▶ _Task objective_: Please render the items from the line containing "[locate] the road" through the line containing "<point>203,57</point>", inclusive, as a Markdown table with the columns Number and Entry, one row per line, skipping any blank lines.

*** Records shown ***

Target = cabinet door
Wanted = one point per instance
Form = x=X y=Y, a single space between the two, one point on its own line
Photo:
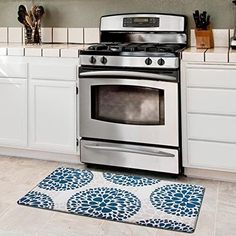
x=53 y=116
x=13 y=112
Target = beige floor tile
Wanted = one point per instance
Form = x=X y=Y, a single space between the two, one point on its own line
x=71 y=224
x=24 y=219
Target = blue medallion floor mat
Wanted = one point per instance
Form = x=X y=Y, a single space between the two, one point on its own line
x=124 y=198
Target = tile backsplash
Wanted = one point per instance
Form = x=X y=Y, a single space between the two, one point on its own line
x=52 y=35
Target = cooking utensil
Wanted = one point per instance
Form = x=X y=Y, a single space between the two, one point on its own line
x=202 y=20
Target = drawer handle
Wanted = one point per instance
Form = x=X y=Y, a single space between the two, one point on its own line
x=130 y=150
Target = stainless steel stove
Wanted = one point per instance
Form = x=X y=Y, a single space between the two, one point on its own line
x=130 y=93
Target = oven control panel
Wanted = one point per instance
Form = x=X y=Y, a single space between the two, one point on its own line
x=141 y=21
x=142 y=62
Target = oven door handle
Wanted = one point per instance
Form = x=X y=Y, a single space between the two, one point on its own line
x=132 y=150
x=126 y=74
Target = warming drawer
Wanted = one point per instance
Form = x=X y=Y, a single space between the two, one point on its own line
x=130 y=156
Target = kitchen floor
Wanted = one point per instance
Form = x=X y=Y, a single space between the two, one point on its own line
x=19 y=175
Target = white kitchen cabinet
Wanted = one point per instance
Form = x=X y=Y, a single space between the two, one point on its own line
x=13 y=112
x=208 y=95
x=52 y=124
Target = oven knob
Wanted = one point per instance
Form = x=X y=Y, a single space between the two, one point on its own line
x=92 y=60
x=148 y=61
x=161 y=62
x=103 y=60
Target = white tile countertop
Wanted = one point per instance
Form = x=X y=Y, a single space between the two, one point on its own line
x=217 y=54
x=44 y=50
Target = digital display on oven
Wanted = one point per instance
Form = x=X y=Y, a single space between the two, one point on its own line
x=141 y=22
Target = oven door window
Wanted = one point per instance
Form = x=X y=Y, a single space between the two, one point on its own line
x=127 y=104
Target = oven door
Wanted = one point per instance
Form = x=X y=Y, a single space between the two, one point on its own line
x=130 y=107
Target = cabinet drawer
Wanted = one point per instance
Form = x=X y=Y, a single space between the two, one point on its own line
x=14 y=70
x=215 y=101
x=51 y=71
x=211 y=76
x=211 y=155
x=210 y=127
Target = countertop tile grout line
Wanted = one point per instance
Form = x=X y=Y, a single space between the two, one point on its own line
x=217 y=202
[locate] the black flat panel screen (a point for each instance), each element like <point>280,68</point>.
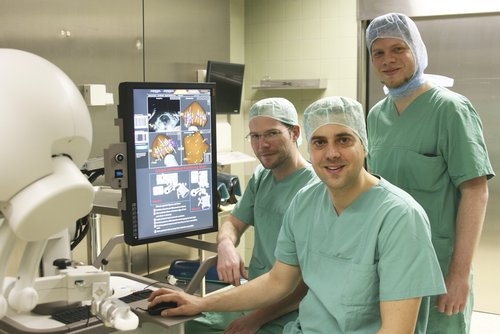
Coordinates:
<point>228,78</point>
<point>169,129</point>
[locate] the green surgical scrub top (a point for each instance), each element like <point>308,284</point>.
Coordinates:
<point>263,206</point>
<point>429,150</point>
<point>378,249</point>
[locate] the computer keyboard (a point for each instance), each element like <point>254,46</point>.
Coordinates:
<point>79,313</point>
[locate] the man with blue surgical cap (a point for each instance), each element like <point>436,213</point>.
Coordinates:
<point>275,137</point>
<point>361,245</point>
<point>428,140</point>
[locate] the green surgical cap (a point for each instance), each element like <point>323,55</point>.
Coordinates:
<point>336,110</point>
<point>278,108</point>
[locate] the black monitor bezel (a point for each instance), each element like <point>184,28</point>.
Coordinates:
<point>126,114</point>
<point>224,94</point>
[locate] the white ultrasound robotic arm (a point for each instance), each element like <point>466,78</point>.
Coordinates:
<point>45,137</point>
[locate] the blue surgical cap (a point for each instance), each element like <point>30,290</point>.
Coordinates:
<point>336,110</point>
<point>277,108</point>
<point>400,26</point>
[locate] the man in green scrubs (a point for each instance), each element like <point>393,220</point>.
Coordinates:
<point>428,141</point>
<point>360,244</point>
<point>275,137</point>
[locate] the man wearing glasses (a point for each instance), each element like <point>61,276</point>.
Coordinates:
<point>275,137</point>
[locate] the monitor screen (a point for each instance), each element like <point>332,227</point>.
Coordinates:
<point>228,78</point>
<point>169,131</point>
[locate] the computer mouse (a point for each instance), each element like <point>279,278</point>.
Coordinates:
<point>158,308</point>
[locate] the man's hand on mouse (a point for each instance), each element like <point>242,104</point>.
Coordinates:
<point>186,304</point>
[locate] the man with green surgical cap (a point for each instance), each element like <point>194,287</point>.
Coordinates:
<point>275,137</point>
<point>428,140</point>
<point>361,245</point>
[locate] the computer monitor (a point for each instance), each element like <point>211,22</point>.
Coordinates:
<point>169,131</point>
<point>228,78</point>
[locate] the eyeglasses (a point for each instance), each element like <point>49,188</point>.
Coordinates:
<point>267,136</point>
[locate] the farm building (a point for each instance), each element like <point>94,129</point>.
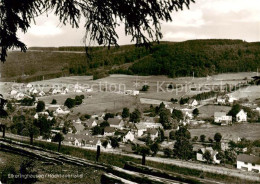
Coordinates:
<point>241,116</point>
<point>213,153</point>
<point>221,117</point>
<point>248,163</point>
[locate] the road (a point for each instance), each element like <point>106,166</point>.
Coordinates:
<point>185,164</point>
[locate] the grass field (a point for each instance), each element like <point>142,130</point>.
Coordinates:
<point>111,101</point>
<point>207,111</point>
<point>120,160</point>
<point>86,175</point>
<point>246,130</point>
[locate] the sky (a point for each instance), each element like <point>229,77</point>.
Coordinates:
<point>206,19</point>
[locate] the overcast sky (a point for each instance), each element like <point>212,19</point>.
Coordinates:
<point>231,19</point>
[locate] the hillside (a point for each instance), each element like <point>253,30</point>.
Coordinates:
<point>203,57</point>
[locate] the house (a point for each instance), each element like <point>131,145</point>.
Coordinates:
<point>92,123</point>
<point>151,124</point>
<point>29,85</point>
<point>36,116</point>
<point>13,92</point>
<point>221,100</point>
<point>88,89</point>
<point>248,163</point>
<point>19,96</point>
<point>226,138</point>
<point>34,91</point>
<point>54,91</point>
<point>132,92</point>
<point>116,123</point>
<point>129,136</point>
<point>140,129</point>
<point>79,127</point>
<point>41,93</point>
<point>221,117</point>
<point>241,116</point>
<point>64,90</point>
<point>193,102</point>
<point>60,111</point>
<point>77,121</point>
<point>213,153</point>
<point>231,99</point>
<point>153,133</point>
<point>109,131</point>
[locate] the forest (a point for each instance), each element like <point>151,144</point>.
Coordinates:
<point>174,59</point>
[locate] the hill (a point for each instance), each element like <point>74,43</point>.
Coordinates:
<point>174,59</point>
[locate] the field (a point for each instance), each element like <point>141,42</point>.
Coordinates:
<point>81,175</point>
<point>106,96</point>
<point>246,130</point>
<point>207,111</point>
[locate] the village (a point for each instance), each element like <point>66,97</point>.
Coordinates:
<point>156,128</point>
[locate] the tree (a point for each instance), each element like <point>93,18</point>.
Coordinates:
<point>114,142</point>
<point>234,110</point>
<point>101,19</point>
<point>70,103</point>
<point>30,130</point>
<point>109,115</point>
<point>125,113</point>
<point>195,139</point>
<point>217,137</point>
<point>177,114</point>
<point>165,118</point>
<point>195,112</point>
<point>40,106</point>
<point>167,152</point>
<point>135,116</point>
<point>207,156</point>
<point>54,101</point>
<point>97,130</point>
<point>221,156</point>
<point>202,138</point>
<point>182,146</point>
<point>145,88</point>
<point>104,124</point>
<point>172,135</point>
<point>144,150</point>
<point>105,143</point>
<point>154,148</point>
<point>58,138</point>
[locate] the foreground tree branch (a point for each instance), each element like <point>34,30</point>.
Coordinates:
<point>141,18</point>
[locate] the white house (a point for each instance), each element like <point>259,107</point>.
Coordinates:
<point>258,110</point>
<point>129,136</point>
<point>92,123</point>
<point>231,99</point>
<point>248,163</point>
<point>140,129</point>
<point>153,133</point>
<point>241,116</point>
<point>221,117</point>
<point>13,92</point>
<point>109,131</point>
<point>36,116</point>
<point>19,96</point>
<point>88,89</point>
<point>193,103</point>
<point>116,123</point>
<point>221,100</point>
<point>213,153</point>
<point>41,93</point>
<point>60,111</point>
<point>132,92</point>
<point>29,85</point>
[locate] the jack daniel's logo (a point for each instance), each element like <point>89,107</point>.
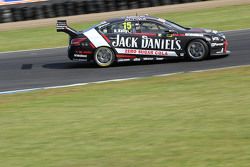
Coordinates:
<point>147,43</point>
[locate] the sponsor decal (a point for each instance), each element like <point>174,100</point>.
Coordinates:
<point>148,58</point>
<point>147,43</point>
<point>216,44</point>
<point>146,52</point>
<point>80,55</point>
<point>95,38</point>
<point>137,59</point>
<point>194,34</point>
<point>123,60</point>
<point>135,18</point>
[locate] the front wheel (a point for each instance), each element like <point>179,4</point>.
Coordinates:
<point>104,57</point>
<point>197,50</point>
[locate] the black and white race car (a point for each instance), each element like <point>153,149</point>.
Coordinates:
<point>138,38</point>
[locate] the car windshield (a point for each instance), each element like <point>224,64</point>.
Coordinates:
<point>175,26</point>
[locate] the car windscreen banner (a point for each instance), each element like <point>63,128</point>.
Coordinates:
<point>11,2</point>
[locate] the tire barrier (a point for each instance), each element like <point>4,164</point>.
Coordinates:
<point>58,8</point>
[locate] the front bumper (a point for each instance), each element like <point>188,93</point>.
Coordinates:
<point>222,53</point>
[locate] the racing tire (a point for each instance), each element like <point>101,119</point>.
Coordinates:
<point>197,50</point>
<point>104,57</point>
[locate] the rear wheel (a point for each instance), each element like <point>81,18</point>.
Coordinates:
<point>197,50</point>
<point>104,57</point>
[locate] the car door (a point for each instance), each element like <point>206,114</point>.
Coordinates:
<point>158,40</point>
<point>122,36</point>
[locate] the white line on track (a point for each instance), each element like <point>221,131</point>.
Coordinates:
<point>60,47</point>
<point>114,80</point>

***

▶ _Output of the exercise_:
| Number | Entry |
|---|---|
| 1 | [locate] the road (a point for each instance), each element like <point>106,166</point>. |
| 2 | Coordinates: |
| 3 | <point>185,164</point> |
| 4 | [locate] the grass field (a point for each instance), each element like <point>142,130</point>. |
| 5 | Coordinates: |
| 6 | <point>111,101</point> |
| 7 | <point>207,111</point> |
| 8 | <point>120,160</point> |
| 9 | <point>86,175</point> |
| 10 | <point>246,130</point> |
| 11 | [locate] the sky (a point for each instance), each element like <point>229,77</point>. |
| 12 | Coordinates: |
| 13 | <point>206,19</point> |
| 14 | [locate] the overcast sky (a point for each instance), each element like <point>212,19</point>. |
| 15 | Coordinates: |
| 16 | <point>231,19</point> |
| 17 | [locate] the hillside (a point for each instance), each element like <point>253,30</point>. |
| 18 | Coordinates: |
| 19 | <point>203,57</point> |